=== Exercise directions ===
Extract each line of the data below that contains the string "grass", copying the full line.

=== Records for the task ===
────────────────────────────────────────
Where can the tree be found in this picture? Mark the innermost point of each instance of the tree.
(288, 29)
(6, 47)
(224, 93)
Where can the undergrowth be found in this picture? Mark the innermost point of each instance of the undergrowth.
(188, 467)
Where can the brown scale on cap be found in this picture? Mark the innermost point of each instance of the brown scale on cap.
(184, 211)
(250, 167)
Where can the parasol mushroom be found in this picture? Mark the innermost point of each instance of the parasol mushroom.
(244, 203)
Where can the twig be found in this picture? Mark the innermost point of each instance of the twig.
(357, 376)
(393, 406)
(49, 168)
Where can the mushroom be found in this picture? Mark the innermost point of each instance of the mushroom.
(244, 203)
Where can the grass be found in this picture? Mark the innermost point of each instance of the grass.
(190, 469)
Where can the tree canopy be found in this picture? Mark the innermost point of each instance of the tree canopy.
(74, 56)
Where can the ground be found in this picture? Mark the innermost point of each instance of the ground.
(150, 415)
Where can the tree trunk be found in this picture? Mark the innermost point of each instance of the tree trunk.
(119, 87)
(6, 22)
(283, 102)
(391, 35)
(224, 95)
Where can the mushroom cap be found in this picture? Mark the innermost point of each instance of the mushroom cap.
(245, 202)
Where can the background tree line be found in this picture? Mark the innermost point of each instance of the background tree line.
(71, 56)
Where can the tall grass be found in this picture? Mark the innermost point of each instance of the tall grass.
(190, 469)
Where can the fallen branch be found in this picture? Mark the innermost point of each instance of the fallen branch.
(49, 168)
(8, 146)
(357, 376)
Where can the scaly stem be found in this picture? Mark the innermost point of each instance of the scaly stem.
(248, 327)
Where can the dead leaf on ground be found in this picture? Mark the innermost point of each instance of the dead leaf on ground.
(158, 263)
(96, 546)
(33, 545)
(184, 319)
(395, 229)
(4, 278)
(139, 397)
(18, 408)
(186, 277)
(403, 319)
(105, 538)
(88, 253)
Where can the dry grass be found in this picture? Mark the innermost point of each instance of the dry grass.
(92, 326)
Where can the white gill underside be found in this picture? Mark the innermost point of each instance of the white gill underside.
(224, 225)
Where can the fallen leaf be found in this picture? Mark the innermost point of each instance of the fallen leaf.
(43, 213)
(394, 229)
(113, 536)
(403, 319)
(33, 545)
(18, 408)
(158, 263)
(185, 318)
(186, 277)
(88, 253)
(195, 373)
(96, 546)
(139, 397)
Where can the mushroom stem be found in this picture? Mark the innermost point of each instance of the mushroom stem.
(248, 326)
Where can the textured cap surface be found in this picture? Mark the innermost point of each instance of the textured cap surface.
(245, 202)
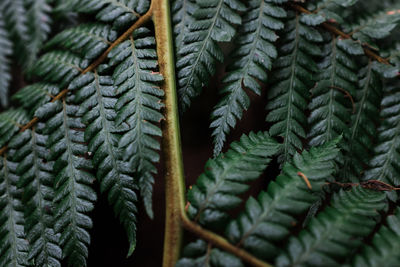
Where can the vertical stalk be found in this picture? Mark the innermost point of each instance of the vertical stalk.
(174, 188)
────────────────────────────────────────
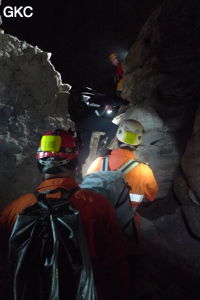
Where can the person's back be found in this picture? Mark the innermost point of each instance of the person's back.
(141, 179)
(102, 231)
────────────────────────────────────────
=== Solution to this task ===
Where can the grass be found in this picture? Mark the innermost point of each instance of the grass.
Where can the tall grass be found in this picture? Mark the innermost point of each instance of the tall grass.
Where can the dry grass be found in this picture? Mark the innermost point of each instance of the dry grass.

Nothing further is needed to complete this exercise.